▶ The exercise
Output the items below without any changes, beginning with the line that contains "written like (284,402)." and ending with the last line of the items.

▶ Data section
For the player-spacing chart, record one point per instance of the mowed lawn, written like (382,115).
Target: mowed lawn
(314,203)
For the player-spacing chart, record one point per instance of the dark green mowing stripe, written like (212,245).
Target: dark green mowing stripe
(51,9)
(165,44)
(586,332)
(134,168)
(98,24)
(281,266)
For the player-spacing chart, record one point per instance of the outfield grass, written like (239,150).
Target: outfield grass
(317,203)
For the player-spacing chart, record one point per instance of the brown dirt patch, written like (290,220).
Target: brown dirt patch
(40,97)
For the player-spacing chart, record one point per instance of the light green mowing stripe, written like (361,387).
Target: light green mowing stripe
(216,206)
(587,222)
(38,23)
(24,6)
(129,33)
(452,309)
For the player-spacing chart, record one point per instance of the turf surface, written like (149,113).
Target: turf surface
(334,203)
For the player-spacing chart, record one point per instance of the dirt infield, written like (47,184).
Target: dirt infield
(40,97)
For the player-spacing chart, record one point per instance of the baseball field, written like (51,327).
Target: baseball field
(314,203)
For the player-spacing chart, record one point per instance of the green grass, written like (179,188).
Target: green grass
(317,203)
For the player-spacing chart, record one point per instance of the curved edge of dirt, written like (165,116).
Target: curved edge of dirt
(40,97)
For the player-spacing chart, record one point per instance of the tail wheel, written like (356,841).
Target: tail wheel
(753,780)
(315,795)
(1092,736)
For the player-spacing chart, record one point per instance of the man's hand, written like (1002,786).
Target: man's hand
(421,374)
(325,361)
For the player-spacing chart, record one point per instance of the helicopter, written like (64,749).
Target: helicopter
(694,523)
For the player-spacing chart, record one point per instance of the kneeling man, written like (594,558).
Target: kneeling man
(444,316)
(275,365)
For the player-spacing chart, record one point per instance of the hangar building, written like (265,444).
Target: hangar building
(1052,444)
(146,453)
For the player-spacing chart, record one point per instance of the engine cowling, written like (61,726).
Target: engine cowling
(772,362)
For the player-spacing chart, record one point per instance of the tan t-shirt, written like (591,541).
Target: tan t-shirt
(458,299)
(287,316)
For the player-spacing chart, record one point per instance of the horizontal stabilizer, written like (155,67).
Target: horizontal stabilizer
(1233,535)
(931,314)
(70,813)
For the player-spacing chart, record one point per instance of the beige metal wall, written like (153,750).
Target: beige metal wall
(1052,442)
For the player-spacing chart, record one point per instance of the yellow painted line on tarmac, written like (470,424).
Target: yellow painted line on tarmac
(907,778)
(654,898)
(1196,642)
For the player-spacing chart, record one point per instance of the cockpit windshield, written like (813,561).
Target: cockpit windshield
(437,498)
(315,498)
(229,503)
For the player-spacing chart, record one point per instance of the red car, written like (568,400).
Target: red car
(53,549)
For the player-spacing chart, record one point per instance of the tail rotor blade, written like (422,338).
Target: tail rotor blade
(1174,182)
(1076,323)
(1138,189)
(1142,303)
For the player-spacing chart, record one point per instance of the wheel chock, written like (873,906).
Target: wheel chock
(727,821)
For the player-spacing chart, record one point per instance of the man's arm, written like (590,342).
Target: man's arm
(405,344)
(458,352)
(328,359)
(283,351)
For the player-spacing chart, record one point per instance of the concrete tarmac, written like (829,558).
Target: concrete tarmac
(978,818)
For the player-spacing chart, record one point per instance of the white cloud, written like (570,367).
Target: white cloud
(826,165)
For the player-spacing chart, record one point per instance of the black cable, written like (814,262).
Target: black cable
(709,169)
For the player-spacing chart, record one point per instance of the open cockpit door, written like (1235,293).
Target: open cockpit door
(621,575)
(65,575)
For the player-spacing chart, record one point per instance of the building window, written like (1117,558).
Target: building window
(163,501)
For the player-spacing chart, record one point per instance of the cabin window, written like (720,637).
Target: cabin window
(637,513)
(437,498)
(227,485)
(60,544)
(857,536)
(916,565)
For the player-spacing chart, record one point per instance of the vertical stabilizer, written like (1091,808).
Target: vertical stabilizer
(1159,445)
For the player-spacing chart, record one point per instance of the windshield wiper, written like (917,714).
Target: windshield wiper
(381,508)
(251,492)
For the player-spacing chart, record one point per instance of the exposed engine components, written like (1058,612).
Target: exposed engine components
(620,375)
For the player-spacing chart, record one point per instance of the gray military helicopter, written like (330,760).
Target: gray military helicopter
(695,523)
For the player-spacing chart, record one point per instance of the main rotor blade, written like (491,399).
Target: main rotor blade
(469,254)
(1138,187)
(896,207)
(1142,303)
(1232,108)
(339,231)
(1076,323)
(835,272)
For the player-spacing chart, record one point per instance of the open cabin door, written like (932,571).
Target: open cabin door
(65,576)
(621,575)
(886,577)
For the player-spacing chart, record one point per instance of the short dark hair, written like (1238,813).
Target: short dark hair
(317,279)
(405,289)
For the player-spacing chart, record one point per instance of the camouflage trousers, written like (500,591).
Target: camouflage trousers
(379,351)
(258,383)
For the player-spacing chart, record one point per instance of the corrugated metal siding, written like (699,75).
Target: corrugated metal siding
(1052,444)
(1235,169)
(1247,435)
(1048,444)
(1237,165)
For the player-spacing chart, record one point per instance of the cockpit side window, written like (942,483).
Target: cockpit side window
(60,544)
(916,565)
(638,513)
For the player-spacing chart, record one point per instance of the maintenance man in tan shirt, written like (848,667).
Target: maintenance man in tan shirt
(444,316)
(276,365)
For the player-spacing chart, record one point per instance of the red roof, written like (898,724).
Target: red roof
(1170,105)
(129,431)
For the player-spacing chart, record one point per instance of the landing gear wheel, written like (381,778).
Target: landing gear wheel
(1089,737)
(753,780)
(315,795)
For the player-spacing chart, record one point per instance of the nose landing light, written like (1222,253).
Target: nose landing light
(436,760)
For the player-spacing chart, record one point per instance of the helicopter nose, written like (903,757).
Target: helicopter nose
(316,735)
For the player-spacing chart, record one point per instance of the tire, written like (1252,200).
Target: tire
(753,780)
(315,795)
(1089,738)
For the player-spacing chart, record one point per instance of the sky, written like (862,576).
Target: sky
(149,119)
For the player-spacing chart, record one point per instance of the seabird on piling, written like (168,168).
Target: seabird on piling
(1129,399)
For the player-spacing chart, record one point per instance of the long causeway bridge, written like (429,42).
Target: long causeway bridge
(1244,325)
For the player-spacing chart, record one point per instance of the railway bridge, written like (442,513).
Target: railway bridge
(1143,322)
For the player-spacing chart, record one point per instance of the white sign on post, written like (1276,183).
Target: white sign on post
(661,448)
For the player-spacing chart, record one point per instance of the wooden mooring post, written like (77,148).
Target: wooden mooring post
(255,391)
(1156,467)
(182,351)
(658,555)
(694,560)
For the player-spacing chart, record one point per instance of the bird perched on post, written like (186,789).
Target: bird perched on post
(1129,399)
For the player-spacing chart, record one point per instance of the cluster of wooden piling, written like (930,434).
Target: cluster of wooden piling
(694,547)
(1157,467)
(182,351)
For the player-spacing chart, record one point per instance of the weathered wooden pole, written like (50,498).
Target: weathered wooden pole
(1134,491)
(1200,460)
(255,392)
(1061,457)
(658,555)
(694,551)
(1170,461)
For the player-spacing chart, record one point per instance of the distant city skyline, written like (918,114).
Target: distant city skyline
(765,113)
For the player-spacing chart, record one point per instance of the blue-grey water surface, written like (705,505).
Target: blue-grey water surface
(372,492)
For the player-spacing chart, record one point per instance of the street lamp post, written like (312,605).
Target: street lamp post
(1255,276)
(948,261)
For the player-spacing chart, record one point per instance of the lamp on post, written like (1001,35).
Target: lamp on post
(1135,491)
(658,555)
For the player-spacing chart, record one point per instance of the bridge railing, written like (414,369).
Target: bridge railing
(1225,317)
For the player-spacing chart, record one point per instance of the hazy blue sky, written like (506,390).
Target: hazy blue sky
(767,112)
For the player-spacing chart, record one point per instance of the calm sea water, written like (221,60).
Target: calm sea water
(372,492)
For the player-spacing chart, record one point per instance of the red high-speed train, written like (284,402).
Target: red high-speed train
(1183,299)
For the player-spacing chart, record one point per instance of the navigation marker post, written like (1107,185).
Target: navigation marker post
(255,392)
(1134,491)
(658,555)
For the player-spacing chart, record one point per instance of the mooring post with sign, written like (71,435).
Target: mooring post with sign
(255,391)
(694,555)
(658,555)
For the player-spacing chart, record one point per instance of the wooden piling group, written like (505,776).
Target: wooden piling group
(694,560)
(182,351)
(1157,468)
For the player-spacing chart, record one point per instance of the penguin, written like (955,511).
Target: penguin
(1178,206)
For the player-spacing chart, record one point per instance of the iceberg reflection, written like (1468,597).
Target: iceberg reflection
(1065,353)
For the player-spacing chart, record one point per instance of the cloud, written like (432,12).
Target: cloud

▶ Result for this exercise
For the player-spacing chart, record one point per instance of the red high-speed train, written like (284,402).
Target: red high-speed train
(1183,299)
For the player-spacing chart, record one point per instance of the navigation marker post, written like (1107,185).
Target: navigation marker post
(255,392)
(1134,491)
(658,555)
For the player-spacing chart, record one point per instance of the mooring post with sign, written like (71,435).
Target: mooring post with sign
(255,391)
(694,555)
(658,555)
For the player-spacing chart, record one point per instance of the wooden piling group, written like (505,776).
Target: wooden piling group
(694,560)
(182,351)
(1157,468)
For the player-spacing chart, record one point per instance of the penguin, written like (955,511).
Target: penguin
(1178,206)
For the player-spacing chart, record one point per instance of the iceberg reflection, written like (1468,597).
Target: iceberg reflection
(1065,353)
For the player-spacing chart, record one point per instance of the cloud, written like (432,12).
Target: cloud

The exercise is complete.